*GIVEN PASSAGE*.
14 June 2022
In this Buzz series, we're going to take a closer look at a variety of different areas of publishing, examining the types of illustration you're likely come across throughout a whole range of diverse book formats! Whether you're starting out as an illustrator and want to find your niche, or you have ambitions to switch up your illustration focus to break into new markets, we hope you'll find this useful and inspiring! We'll be showing off lots of our favourite past projects, too, and chatting to some of the creators - so read on for some exclusive insights…
Last time, we looked at books for very young readers, so this time we're bringing you something completely different - a close look at editorial illustration! Although Beehive is mostly known for representing illustrators for children's books, we also have a whole host of talented illustrators working in editorial spheres. Let's find out a bit more!
Editorial illustration is truly all around us, from your favourite magazine to the online article you might browse in your lunch break. We're talking about artwork that exists in partnership with a text: describing its content, supporting key themes, and setting a tone. In today's digital world, there are countless platforms which feature illustration, including apps, websites, social networks and all forms of online media. But it's also an extremely important fixture of print media, too.
Editorial illustrations, then, really need to do a good job of grabbing attention, luring readers in to the subject matter and encouraging them to click or read on. Perhaps the illustration will need to conform to a 'house style', or fit with existing branding, which the art department who brief an assignment would consider. It might also be more trend-led than other areas of illustration, needing to keep pace with current aesthetic fashions, and meaning it resonates with readers in a world where so many forms of media are vying for our attention.

*MATERIAL*.

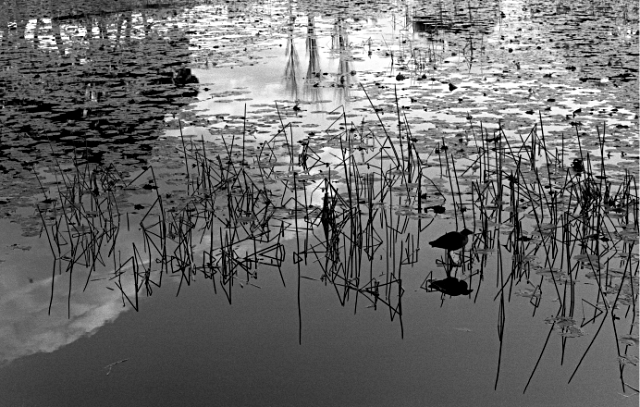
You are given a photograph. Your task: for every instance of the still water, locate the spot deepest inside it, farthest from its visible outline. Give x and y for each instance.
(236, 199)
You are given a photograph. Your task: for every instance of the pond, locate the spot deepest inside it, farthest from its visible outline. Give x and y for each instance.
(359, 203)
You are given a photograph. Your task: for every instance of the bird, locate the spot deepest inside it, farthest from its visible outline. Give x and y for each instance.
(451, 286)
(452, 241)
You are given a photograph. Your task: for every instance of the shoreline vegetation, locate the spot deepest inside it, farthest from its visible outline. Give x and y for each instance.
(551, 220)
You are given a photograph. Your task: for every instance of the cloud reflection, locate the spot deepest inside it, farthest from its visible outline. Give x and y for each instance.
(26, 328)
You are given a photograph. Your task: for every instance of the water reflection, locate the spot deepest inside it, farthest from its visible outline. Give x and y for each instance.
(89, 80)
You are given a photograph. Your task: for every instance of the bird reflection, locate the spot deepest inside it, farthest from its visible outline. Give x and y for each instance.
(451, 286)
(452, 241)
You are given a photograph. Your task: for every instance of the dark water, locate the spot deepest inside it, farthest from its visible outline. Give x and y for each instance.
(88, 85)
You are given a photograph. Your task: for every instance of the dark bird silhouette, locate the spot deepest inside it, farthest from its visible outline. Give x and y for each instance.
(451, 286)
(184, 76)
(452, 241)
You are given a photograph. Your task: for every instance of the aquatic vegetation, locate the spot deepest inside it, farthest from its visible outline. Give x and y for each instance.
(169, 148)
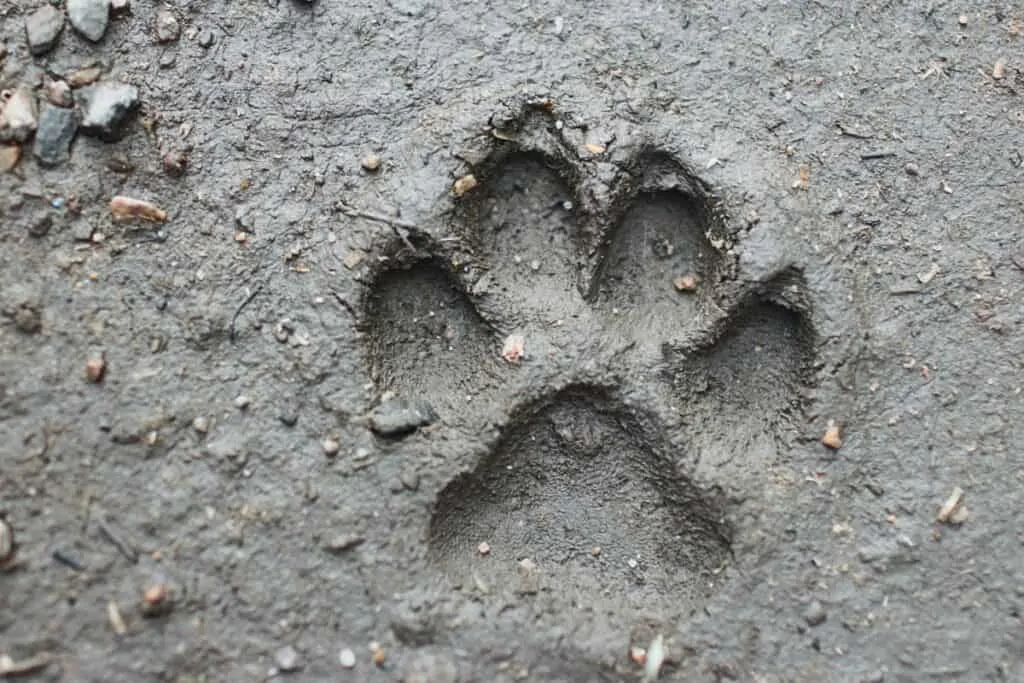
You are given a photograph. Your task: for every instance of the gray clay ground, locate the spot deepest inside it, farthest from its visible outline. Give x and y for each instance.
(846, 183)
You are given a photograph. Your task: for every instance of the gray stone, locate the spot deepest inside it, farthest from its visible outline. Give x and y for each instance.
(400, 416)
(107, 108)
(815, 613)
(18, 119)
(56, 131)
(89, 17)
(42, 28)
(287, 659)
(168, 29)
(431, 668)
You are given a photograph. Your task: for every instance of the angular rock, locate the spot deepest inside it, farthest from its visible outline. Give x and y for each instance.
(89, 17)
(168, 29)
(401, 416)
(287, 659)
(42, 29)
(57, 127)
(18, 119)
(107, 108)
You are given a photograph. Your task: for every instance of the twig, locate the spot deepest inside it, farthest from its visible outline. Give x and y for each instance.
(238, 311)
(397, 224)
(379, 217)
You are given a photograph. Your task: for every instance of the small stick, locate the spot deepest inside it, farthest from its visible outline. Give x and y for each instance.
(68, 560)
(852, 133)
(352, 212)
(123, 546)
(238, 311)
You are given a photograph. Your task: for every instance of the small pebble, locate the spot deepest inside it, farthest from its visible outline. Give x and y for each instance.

*INSTRUCTION 1*. The passage on editorial illustration names several platforms that feature illustration in today's digital world. List them all.
*INSTRUCTION 2*. Reproduce everything in the passage on editorial illustration from "Editorial illustrations, then, really" down to "for our attention.".

*EXPECTED OUTPUT 1*.
- Apps
- Websites
- Social networks
- All forms of online media

*EXPECTED OUTPUT 2*.
Editorial illustrations, then, really need to do a good job of grabbing attention, luring readers in to the subject matter and encouraging them to click or read on. Perhaps the illustration will need to conform to a 'house style', or fit with existing branding, which the art department who brief an assignment would consider. It might also be more trend-led than other areas of illustration, needing to keep pace with current aesthetic fashions, and meaning it resonates with readers in a world where so many forms of media are vying for our attention.